Aim of the task: Of all the entries below, retype only the lines from the one with "8, row 438." through the one with "328, row 369.", exactly as they appear.

Task material:
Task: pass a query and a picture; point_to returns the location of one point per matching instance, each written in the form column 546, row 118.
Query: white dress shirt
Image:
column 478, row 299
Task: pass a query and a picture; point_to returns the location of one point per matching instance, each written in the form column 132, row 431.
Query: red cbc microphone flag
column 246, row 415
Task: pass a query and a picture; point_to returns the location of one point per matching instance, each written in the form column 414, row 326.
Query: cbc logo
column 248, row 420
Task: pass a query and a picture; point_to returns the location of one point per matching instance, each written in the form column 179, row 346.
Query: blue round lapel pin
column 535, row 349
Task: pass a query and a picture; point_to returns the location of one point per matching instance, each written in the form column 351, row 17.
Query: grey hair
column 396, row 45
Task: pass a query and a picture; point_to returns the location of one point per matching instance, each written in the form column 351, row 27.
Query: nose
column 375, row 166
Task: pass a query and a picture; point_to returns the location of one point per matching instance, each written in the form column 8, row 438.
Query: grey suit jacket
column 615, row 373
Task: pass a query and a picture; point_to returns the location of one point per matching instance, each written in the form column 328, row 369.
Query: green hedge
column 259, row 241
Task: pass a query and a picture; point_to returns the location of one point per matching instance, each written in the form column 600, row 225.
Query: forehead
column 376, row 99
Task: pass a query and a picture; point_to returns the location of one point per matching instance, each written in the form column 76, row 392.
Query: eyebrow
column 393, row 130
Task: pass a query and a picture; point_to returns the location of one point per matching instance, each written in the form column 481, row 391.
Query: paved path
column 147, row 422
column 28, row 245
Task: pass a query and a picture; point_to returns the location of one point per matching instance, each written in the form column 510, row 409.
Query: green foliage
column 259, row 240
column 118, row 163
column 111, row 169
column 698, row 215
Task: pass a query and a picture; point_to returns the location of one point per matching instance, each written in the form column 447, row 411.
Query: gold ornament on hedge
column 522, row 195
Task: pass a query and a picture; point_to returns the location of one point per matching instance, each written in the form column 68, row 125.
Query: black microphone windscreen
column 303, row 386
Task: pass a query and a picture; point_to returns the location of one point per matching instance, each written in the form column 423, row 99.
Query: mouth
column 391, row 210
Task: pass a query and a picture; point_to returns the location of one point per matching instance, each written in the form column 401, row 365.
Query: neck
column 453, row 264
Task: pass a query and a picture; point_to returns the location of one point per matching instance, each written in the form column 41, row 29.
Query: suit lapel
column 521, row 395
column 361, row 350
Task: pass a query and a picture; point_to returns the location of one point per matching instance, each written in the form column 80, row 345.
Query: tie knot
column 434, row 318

Written answer:
Task: pass a query and a picture; point_to returns the location of one point per matching instance, each written in the form column 8, row 438.
Query: grey suit jacket
column 615, row 373
Task: pass a query and a picture; point_to returns the location of one point per matching instance, each written in the form column 328, row 369.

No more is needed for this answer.